Aim: List every line in the data below that contains the word "trash".

Excerpted records:

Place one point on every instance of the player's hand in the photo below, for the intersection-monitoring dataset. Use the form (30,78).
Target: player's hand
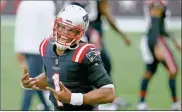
(64,95)
(26,81)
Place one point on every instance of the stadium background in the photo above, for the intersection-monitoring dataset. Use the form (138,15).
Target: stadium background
(127,64)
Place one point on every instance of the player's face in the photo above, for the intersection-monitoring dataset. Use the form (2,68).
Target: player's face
(66,33)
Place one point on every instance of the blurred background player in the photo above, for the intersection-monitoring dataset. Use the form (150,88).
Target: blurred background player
(155,50)
(96,10)
(34,21)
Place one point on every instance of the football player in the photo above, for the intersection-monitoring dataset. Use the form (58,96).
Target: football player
(72,68)
(96,9)
(155,50)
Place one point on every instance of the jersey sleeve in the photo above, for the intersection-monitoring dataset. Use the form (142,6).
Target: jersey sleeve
(97,74)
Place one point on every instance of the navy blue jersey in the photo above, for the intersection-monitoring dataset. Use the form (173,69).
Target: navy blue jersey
(80,70)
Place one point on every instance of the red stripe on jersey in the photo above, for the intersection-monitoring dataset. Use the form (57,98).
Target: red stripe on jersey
(84,52)
(76,52)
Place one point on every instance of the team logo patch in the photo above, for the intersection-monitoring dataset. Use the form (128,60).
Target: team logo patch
(92,55)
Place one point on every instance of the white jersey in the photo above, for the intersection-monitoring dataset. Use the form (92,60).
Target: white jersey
(147,17)
(34,22)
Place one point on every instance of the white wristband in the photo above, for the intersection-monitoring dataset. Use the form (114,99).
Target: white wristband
(26,88)
(76,99)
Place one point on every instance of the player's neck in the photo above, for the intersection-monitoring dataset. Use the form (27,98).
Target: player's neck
(59,52)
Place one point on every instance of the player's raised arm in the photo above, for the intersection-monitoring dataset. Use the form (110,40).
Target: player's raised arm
(104,8)
(38,82)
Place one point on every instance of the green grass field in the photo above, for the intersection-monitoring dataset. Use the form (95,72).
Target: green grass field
(127,72)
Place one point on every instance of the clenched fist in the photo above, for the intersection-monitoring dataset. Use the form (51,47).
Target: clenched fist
(28,82)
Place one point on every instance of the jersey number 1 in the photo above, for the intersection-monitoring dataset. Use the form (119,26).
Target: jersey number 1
(55,78)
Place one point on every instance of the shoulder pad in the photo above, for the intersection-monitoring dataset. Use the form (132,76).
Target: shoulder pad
(83,51)
(43,45)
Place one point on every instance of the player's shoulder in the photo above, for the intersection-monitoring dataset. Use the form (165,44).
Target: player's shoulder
(43,45)
(85,51)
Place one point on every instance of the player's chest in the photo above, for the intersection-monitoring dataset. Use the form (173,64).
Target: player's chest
(66,69)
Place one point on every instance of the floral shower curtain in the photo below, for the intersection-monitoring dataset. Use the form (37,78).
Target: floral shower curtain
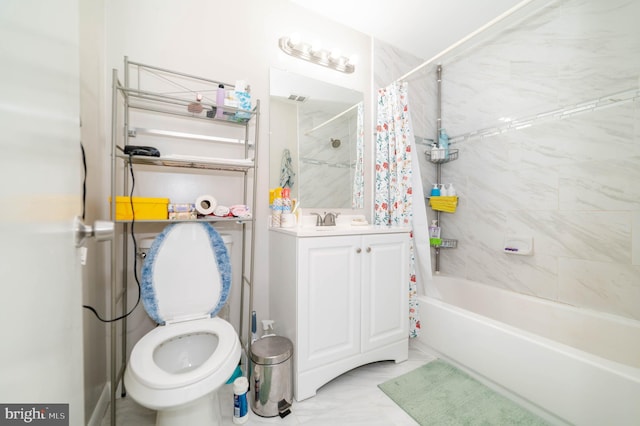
(393,176)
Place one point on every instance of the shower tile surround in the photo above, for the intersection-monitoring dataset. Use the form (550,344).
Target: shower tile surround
(571,183)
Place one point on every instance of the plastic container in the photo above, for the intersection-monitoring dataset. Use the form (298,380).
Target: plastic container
(272,376)
(145,208)
(443,143)
(240,403)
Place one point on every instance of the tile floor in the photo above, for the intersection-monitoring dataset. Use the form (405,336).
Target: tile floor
(353,398)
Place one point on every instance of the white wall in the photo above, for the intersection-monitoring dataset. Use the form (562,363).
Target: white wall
(568,183)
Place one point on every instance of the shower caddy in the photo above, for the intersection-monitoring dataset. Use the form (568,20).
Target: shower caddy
(453,155)
(173,104)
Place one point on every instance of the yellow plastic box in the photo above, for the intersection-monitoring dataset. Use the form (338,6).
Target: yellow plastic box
(145,208)
(444,203)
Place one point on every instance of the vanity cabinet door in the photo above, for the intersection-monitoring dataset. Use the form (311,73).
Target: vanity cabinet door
(385,288)
(328,300)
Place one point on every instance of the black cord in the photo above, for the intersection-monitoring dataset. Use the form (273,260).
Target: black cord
(135,246)
(84,182)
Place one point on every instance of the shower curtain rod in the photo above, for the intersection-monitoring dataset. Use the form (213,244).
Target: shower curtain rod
(489,24)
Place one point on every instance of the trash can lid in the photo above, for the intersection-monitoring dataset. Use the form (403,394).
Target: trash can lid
(271,350)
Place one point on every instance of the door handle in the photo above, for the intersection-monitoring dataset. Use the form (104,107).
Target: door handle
(102,230)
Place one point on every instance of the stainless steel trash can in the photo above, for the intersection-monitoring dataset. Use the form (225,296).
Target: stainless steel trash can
(272,376)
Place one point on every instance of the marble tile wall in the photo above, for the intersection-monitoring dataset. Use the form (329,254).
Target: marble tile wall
(327,172)
(570,183)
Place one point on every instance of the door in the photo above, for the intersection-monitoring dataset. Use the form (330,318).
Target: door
(328,300)
(385,289)
(40,195)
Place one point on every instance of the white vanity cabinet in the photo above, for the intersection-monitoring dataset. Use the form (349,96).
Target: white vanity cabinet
(341,299)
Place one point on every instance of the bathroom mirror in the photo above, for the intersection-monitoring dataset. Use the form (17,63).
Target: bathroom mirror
(316,141)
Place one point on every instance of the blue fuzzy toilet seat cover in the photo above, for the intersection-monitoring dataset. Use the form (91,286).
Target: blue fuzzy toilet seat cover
(186,274)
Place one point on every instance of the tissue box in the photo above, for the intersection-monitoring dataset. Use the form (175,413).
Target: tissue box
(145,208)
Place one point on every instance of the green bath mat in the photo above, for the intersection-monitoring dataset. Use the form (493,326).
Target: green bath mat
(439,394)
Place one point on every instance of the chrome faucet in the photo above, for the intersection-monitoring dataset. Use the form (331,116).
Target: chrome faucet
(329,219)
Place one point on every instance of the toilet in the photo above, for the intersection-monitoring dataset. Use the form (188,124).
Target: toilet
(178,367)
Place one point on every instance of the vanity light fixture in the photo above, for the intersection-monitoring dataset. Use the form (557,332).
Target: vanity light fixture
(313,52)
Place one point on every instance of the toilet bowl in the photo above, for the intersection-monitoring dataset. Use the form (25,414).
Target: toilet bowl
(177,368)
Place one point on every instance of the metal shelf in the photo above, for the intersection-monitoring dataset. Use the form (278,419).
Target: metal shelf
(169,94)
(191,163)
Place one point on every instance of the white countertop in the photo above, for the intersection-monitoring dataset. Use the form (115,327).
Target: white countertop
(329,231)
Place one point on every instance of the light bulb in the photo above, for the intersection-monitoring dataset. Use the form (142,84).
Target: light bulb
(294,39)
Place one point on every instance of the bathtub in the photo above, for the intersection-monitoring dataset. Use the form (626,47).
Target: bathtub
(572,365)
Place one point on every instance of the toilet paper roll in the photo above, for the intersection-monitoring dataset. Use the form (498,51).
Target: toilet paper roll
(206,204)
(221,211)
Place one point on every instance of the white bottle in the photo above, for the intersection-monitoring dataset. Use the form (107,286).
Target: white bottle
(434,229)
(240,403)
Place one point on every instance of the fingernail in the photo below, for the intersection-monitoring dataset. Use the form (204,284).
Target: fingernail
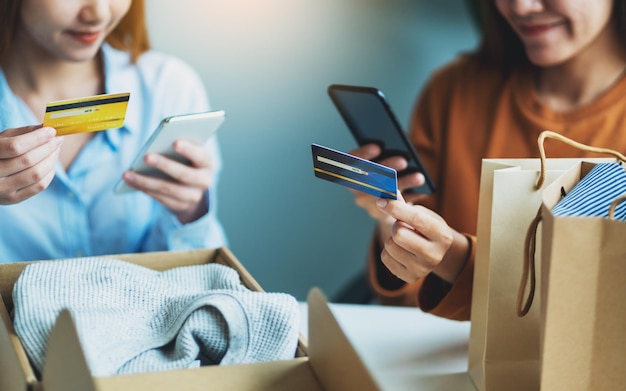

Written answer:
Place one point on every instance of the trash can lid in the photo above, for the intersection-monitoring dataset. Use the form (403,394).
Target: trash can lid
Place one point on every instance of the stainless steel trash can in the photo above, for the intersection-monitoring dataset. Use the form (225,296).
Target: stainless steel trash can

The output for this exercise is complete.